### [PROBLEM]
Rewrite each of the records below, replacing every "marker" with "pin" and leaving everything else unchanged.

### [DATA RECORDS]
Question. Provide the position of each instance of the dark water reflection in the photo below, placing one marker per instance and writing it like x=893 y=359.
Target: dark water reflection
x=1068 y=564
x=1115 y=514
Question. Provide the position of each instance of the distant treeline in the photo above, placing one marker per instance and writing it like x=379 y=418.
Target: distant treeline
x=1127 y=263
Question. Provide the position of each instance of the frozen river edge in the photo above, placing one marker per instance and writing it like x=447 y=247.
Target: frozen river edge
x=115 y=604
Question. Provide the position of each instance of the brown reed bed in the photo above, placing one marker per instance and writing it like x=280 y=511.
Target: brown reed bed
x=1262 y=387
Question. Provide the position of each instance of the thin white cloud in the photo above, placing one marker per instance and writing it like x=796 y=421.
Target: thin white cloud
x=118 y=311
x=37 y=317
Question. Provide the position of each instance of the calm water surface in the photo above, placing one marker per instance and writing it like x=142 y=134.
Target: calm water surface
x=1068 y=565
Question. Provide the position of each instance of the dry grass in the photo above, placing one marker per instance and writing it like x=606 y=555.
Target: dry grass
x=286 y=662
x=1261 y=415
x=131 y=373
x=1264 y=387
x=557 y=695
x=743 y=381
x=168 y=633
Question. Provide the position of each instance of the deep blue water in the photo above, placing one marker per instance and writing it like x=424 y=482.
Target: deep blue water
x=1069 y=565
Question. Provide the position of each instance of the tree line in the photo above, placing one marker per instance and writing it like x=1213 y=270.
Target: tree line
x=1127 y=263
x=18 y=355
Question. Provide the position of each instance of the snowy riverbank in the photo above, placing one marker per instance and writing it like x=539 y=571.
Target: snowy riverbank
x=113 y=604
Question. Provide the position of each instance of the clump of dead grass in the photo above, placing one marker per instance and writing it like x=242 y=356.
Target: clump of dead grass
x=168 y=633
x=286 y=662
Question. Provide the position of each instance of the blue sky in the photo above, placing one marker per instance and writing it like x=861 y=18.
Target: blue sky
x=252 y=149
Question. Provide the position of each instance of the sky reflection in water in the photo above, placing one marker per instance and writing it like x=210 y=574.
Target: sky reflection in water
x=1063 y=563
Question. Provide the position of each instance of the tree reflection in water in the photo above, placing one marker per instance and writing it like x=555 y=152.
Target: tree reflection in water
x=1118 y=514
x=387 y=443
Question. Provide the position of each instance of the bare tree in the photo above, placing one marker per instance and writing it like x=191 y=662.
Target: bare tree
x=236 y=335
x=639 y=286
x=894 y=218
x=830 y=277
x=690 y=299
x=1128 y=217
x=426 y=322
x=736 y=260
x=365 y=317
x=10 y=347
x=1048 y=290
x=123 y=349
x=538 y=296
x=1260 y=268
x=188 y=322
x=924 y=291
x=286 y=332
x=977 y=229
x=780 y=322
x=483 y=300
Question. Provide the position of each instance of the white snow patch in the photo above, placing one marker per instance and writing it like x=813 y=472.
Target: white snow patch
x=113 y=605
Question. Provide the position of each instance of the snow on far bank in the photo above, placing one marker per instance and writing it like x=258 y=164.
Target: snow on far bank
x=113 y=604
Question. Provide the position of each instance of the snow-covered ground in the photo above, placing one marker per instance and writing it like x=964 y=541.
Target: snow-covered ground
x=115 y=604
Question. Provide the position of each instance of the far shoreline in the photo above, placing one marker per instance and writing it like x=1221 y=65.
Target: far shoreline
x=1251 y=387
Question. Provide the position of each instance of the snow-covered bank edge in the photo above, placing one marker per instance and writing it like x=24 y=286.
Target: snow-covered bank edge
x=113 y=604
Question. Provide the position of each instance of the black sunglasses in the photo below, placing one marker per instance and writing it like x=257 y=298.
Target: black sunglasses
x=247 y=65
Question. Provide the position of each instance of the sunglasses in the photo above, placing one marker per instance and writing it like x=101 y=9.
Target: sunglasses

### [OUTPUT OF THE TASK]
Question. Provide the position of each instance of the dark water reflection in the photo below, placing one pin per instance and writing it like x=893 y=359.
Target: dark water reflection
x=1068 y=564
x=1115 y=514
Question. Provide the position of each instance of the distant treeline in the photo above, placing one pin per instance and writing it like x=379 y=418.
Target: distant treeline
x=1127 y=263
Question. Provide the position of each instance of the frozen river edge in the photo above, placing one pin per instance and writing it like x=447 y=247.
Target: frozen river edge
x=115 y=604
Question. Provide the position of each instance of the brown reed bed in the photo above, placing one pin per instance and writing it like x=280 y=511.
Target: brown reed bed
x=1262 y=387
Question. Provide the position of each instance of the thin white cloud in the photo above, placing one pin per instance and writing it like x=796 y=421.
Target: thin white cloud
x=118 y=311
x=37 y=317
Question. Provide the position of each instance of the calm water surface in the photo above, placing one pin per instance and writing it like x=142 y=134.
Target: calm water surface
x=1068 y=565
Question. Provide the position of each instance of the dry grass in the photo above, placing one pin per instance and writing it like x=606 y=555.
Target: dry grass
x=286 y=662
x=1261 y=415
x=131 y=373
x=1264 y=387
x=557 y=695
x=743 y=381
x=168 y=633
Question. Provide the position of each instance of the deep blue water in the photo above, placing one pin per instance and writing it like x=424 y=482.
Target: deep blue water
x=1069 y=565
Question. Provide the position of each instance of the tree line in the photo above, placing one pin per instance and writing it like x=1213 y=270.
Target: tree line
x=1127 y=263
x=18 y=355
Question. Provide the position of each instance of the snowy riverbank in the photo above, placing one pin per instance and writing it like x=539 y=571.
Target: snowy riverbank
x=113 y=604
Question. Provide the position of each instance of the clump of dead grass in the photo above, placing one pin per instance and writing it like x=242 y=356.
Target: clump of dead grass
x=168 y=633
x=286 y=662
Question. Provide the position of each instance of the blue sky in the photo above, placing one pin per instance and writing it like x=861 y=18.
Target: blue sky
x=252 y=149
Question. Provide the position of each instance of the sky reflection in water in the photo above, placing one pin per instance and writing it like x=210 y=574.
Target: sky reflection in water
x=1063 y=563
Question. Provide the position of each instance of the tree reflection in water in the photo above, placing one pin per instance and writing it like x=555 y=152.
Target: tree reflection in water
x=1118 y=514
x=387 y=443
Question. Provide the position of each instance of the bare tree in the photo above, placing one pin per instance and writing it like x=191 y=662.
Target: bare tree
x=236 y=335
x=639 y=286
x=894 y=218
x=830 y=277
x=690 y=299
x=1128 y=217
x=426 y=322
x=736 y=260
x=365 y=317
x=10 y=347
x=1048 y=290
x=123 y=349
x=538 y=296
x=1260 y=268
x=188 y=322
x=924 y=291
x=286 y=332
x=977 y=229
x=780 y=322
x=483 y=300
Question. Provide the position of each instance of the white snow patch in the photo above, placing one pin per instance and writing it like x=813 y=472.
Target: white snow patch
x=113 y=605
Question. Provide the position of each instance of the snow on far bank in the photo above, placing one pin per instance and writing it like x=258 y=164.
Target: snow on far bank
x=113 y=604
Question. Provide the position of each instance of the snow-covered ground in the photo above, placing one pin per instance and writing it like x=964 y=541.
Target: snow-covered ground
x=115 y=604
Question. Provide the position of each instance of the far shoreline in the photo above, placing one pin per instance and writing it like x=1221 y=65.
Target: far shoreline
x=1251 y=387
Question. Provide the position of each instance of the snow-covered bank edge in the photo above, placing one pin per instance and writing it like x=24 y=286.
Target: snow-covered bank edge
x=113 y=604
Question. Provide the position of each instance of the black sunglasses in the photo below, placing one pin per instance and writing it like x=257 y=298.
Target: black sunglasses
x=247 y=65
Question. Provide the position of each instance of the sunglasses in the photo above, placing one pin per instance and writing it like x=101 y=9.
Target: sunglasses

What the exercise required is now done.